_Brief_
Quote the whole listing exactly. Leave the pictures out of your copy.

======== Available records ========

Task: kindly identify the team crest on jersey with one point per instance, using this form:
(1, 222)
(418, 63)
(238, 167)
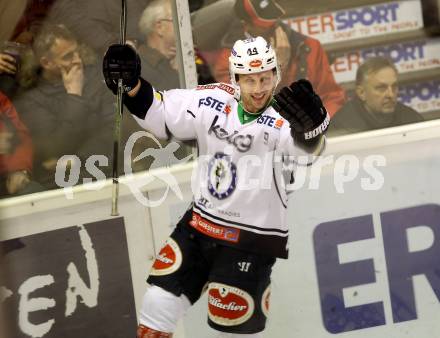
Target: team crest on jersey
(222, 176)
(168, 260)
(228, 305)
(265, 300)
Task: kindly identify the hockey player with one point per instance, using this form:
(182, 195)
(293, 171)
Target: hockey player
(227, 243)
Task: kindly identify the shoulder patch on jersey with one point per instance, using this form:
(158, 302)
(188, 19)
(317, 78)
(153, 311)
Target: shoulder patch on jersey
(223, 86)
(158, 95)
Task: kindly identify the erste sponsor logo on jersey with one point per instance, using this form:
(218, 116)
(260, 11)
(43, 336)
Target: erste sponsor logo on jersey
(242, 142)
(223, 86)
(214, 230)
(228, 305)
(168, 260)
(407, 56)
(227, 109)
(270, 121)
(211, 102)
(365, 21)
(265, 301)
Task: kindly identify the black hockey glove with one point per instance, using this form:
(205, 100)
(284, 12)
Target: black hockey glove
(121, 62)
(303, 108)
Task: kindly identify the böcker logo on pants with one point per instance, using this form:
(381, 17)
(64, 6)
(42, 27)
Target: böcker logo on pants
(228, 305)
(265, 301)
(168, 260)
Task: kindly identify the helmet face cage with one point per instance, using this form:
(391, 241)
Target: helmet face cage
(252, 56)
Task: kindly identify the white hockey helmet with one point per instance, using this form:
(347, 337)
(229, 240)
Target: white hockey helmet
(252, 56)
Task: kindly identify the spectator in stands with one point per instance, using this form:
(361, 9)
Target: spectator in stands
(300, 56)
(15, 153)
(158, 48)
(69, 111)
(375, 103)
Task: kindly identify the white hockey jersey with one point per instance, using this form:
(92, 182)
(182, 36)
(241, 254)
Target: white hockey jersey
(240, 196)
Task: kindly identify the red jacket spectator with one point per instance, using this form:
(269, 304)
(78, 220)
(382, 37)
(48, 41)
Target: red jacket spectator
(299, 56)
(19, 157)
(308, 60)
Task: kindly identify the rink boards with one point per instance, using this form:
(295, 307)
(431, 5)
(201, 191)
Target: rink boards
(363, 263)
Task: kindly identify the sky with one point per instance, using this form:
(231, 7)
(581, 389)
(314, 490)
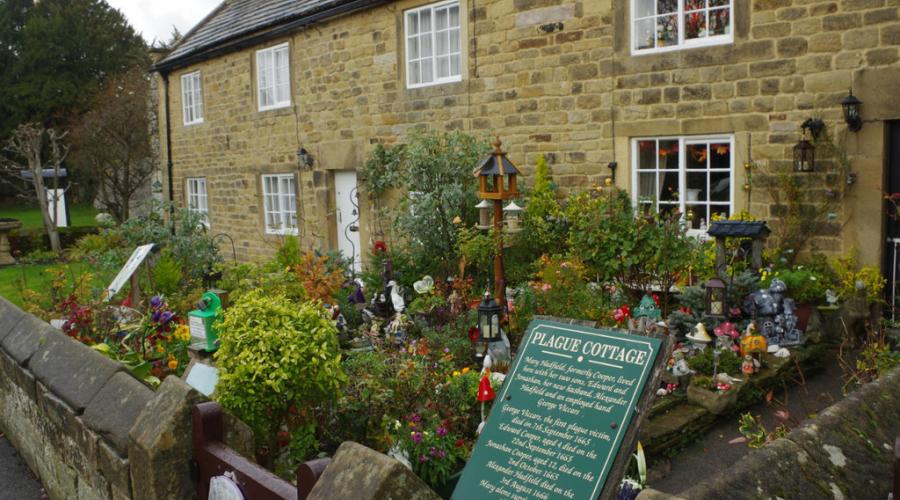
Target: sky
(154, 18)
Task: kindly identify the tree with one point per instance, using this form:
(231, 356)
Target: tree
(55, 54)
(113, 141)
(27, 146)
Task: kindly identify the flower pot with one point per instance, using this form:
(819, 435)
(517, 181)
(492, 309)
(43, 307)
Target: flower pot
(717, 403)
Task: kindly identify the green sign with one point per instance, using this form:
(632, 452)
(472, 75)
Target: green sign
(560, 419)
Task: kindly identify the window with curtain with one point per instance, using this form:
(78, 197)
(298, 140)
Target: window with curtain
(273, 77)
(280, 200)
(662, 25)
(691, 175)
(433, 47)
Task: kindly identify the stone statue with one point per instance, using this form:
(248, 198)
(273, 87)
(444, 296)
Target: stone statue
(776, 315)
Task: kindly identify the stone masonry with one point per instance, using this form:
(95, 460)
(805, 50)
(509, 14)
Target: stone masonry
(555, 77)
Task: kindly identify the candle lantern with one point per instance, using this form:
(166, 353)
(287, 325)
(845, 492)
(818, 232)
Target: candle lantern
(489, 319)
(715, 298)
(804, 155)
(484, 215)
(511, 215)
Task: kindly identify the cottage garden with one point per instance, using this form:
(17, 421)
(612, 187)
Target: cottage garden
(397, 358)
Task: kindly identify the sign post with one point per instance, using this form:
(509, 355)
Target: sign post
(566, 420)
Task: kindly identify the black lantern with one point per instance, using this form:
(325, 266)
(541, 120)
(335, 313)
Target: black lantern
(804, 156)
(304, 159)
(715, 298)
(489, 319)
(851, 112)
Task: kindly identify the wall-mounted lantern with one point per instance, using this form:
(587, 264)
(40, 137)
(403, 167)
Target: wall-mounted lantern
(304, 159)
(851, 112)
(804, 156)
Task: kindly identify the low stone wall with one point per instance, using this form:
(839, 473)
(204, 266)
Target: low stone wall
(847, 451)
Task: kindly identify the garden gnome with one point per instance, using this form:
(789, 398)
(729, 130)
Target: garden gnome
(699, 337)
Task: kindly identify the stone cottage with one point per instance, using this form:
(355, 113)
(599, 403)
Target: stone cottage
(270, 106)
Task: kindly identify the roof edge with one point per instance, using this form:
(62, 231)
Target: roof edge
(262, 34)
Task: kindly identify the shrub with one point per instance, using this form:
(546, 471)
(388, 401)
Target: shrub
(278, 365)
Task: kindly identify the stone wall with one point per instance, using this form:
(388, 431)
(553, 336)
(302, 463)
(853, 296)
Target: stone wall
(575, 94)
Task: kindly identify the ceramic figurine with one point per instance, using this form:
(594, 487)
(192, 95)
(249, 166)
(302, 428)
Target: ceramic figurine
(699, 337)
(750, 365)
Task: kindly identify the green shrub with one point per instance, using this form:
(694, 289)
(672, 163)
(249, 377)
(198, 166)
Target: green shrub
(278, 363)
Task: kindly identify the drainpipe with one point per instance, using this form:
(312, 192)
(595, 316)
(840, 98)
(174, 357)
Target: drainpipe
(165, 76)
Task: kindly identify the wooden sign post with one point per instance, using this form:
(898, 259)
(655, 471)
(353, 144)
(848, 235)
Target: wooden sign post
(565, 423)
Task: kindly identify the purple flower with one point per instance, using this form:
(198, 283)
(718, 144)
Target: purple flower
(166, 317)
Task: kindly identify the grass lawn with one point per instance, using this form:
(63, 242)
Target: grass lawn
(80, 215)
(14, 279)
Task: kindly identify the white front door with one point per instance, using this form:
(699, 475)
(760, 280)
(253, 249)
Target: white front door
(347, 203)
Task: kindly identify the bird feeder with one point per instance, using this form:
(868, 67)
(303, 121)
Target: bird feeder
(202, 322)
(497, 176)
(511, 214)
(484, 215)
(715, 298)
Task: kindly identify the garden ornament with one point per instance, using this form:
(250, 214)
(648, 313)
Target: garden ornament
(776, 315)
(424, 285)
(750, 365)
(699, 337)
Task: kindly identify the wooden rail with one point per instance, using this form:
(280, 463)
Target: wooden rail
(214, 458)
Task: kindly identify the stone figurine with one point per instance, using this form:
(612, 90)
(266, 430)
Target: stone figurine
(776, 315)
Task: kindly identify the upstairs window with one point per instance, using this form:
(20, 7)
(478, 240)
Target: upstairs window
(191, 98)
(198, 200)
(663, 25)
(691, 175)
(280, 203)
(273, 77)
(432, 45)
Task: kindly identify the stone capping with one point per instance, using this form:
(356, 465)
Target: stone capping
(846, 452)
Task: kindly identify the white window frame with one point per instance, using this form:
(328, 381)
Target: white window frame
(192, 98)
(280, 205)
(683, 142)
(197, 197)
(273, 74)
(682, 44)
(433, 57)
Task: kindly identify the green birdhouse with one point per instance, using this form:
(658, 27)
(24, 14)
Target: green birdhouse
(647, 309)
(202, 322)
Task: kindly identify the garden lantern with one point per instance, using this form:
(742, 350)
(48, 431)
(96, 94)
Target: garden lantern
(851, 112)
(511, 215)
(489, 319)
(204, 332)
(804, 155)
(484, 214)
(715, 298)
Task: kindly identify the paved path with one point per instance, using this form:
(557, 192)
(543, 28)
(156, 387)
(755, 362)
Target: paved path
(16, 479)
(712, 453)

========

_Expected output_
Task: kindly identify the team crest on jersey with one point per instance, using this form:
(1, 222)
(418, 63)
(238, 167)
Target: team crest on jersey
(222, 176)
(168, 260)
(228, 305)
(265, 300)
Task: kindly identify the hockey player with one point per instance, using this form:
(182, 195)
(293, 171)
Target: hockey player
(227, 243)
Task: kindly identify the shoulder patch on jersey with one point per instance, using this form:
(158, 302)
(188, 19)
(317, 78)
(153, 311)
Target: shoulder patch on jersey
(223, 86)
(158, 95)
Task: kindly identify the erste sponsor logo on jersey with one point per instance, using this form:
(218, 116)
(260, 11)
(43, 336)
Target: erste sponsor logo on jersey
(242, 142)
(223, 86)
(214, 230)
(228, 305)
(168, 260)
(407, 56)
(227, 109)
(270, 121)
(211, 102)
(365, 21)
(265, 301)
Task: kindly identify the black hockey glove with one point per instance, using this form:
(205, 100)
(284, 12)
Target: black hockey glove
(121, 62)
(303, 108)
Task: kindly identify the böcker logo on pants with one point per instance, using this form:
(381, 17)
(64, 6)
(42, 27)
Target: böcker logo on pants
(228, 305)
(265, 301)
(168, 260)
Task: kindly identify the helmet face cage with one point per instance, using this form:
(391, 241)
Target: helmet face cage
(252, 56)
Task: kindly identify the white hockey helmet with one point per instance, using this form:
(347, 337)
(229, 240)
Target: white hockey helmet
(252, 56)
Task: kindly identify the spectator in stands with one point per instance, using this form:
(361, 9)
Target: spectator in stands
(300, 56)
(15, 153)
(158, 48)
(69, 111)
(375, 103)
Task: kindly identify the white hockey jersey with one point per instance, using this form:
(92, 182)
(182, 36)
(241, 254)
Target: white hockey jersey
(240, 196)
Task: kindly identify the red jacket spectator with one point per instance, using this form:
(269, 304)
(78, 220)
(382, 37)
(48, 41)
Target: red jacket spectator
(299, 56)
(19, 157)
(308, 60)
Task: kindly identify the rink boards with one point per instance, using this form:
(295, 307)
(431, 5)
(201, 191)
Target: rink boards
(363, 263)
Task: kindly identify the sky with one point per instance, using this form:
(231, 7)
(581, 389)
(314, 490)
Target: sky
(154, 18)
Task: kindly identify the tree with one point per instance, using this form:
(231, 356)
Target: tree
(55, 54)
(113, 141)
(27, 146)
Task: kindly identify the flower pot with one point per instance, using this form:
(819, 435)
(517, 181)
(492, 309)
(43, 307)
Target: flower pot
(717, 403)
Task: kindly identify the green sign with one point per instance, using this form:
(632, 452)
(472, 75)
Target: green sign
(560, 419)
Task: kindly identify the window with curtain with one point per instance, using this form:
(78, 197)
(298, 140)
Target: window with curtain
(273, 77)
(280, 200)
(662, 25)
(691, 175)
(433, 47)
Task: kindly identify the stone statue with one point per instance, using this form:
(248, 198)
(273, 87)
(444, 296)
Target: stone statue
(776, 315)
Task: kindly identify the stone masonry with one point per instance, using this form:
(95, 460)
(805, 50)
(509, 14)
Target: stone masonry
(555, 77)
Task: kindly identify the candle lantern with one point per instance, using this form:
(166, 353)
(287, 325)
(845, 492)
(818, 232)
Target: candle lantern
(489, 319)
(715, 298)
(804, 155)
(484, 215)
(511, 215)
Task: kindly identify the cottage garden with one point per instance, using this form:
(17, 421)
(612, 187)
Target: cottage garden
(397, 358)
Task: kindly identify the sign post with one point per instance, using this form:
(509, 355)
Target: sign post
(566, 420)
Task: kindly identify the black lantern with one point per instance, using this form:
(325, 266)
(541, 120)
(335, 313)
Target: black lantern
(804, 156)
(304, 159)
(715, 298)
(489, 319)
(851, 112)
Task: kindly identify the wall-mounted lantern with one point per instance, using this form:
(587, 264)
(40, 137)
(403, 167)
Target: wall-mounted lantern
(304, 159)
(851, 112)
(804, 156)
Task: kindly identify the low stone wall with one point per instance, using this form:
(839, 473)
(204, 266)
Target: low stone wall
(847, 451)
Task: kindly identify the garden gnome with one point per instance, using this form:
(789, 398)
(729, 130)
Target: garden gnome
(699, 337)
Task: kindly identify the stone cottage with one point per instance, using this form:
(355, 113)
(599, 403)
Target: stone cottage
(270, 106)
Task: kindly identify the roof edge with one point per instance, using this form:
(62, 231)
Target: roof edge
(262, 34)
Task: kindly identify the shrub with one point per instance, using this form:
(546, 471)
(388, 401)
Target: shrub
(278, 365)
Task: kindly identify the stone wall with one point per instance, using this form:
(388, 431)
(553, 336)
(302, 463)
(853, 296)
Target: stone wall
(575, 94)
Task: kindly identify the ceramic figurine with one point per instance, using this form:
(594, 487)
(192, 95)
(249, 166)
(302, 428)
Target: ceramic figurine
(699, 337)
(750, 365)
Task: kindly identify the green shrub with one point per instance, using this form:
(694, 289)
(672, 163)
(249, 377)
(198, 166)
Target: green shrub
(278, 363)
Task: kindly identify the drainpipe with one point per instance, using this form:
(312, 192)
(595, 316)
(840, 98)
(174, 357)
Target: drainpipe
(165, 76)
Task: kindly identify the wooden sign post with one point per instance, using this form:
(898, 259)
(655, 471)
(353, 144)
(848, 235)
Target: wooden sign post
(565, 423)
Task: kindly identify the purple flower with one point per instance, using this form:
(198, 283)
(718, 144)
Target: purple flower
(166, 317)
Task: kindly identify the grass lawn with one point per instance, using this form:
(63, 242)
Target: grass lawn
(80, 215)
(14, 279)
Task: kindly identify the white front door with one point per instance, using this form:
(699, 475)
(760, 280)
(253, 249)
Target: white front door
(347, 203)
Task: kindly identify the bird feeder with one point per instance, using this form:
(868, 67)
(303, 121)
Target: bird feeder
(202, 322)
(497, 176)
(511, 214)
(484, 215)
(715, 298)
Task: kindly identify the garden ornament with one point per instance, using this form:
(250, 214)
(648, 313)
Target: garden ornament
(776, 315)
(424, 285)
(750, 365)
(699, 337)
Task: kindly identify the wooden rail with one point per instance, using this form:
(280, 463)
Target: wooden rail
(214, 458)
Task: kindly identify the stone figurine with one point per instance, using this form:
(612, 90)
(266, 430)
Target: stone figurine
(776, 315)
Task: kindly identify the upstairs window with one point per instance, using this form:
(20, 7)
(478, 240)
Target: upstairs window
(191, 98)
(198, 200)
(663, 25)
(691, 175)
(280, 203)
(273, 77)
(432, 45)
Task: kindly identify the stone capping with one point per instance, using this form:
(356, 465)
Target: stone capping
(846, 452)
Task: kindly identify the white window frame with one point per instance, using this form:
(328, 381)
Target: white window frame
(192, 98)
(280, 205)
(683, 142)
(197, 197)
(273, 74)
(682, 44)
(433, 57)
Task: kindly identify the green birdhouse with one point per instance, using this form:
(658, 27)
(24, 14)
Target: green birdhouse
(647, 309)
(202, 322)
Task: kindly identify the garden lantern with one point per instance, using this form:
(742, 350)
(48, 431)
(96, 94)
Target: garden lantern
(851, 112)
(511, 215)
(489, 319)
(204, 332)
(804, 155)
(484, 214)
(715, 298)
Task: kindly identify the paved path with one point per instance, using this form:
(557, 192)
(543, 28)
(156, 387)
(755, 362)
Target: paved path
(16, 479)
(712, 453)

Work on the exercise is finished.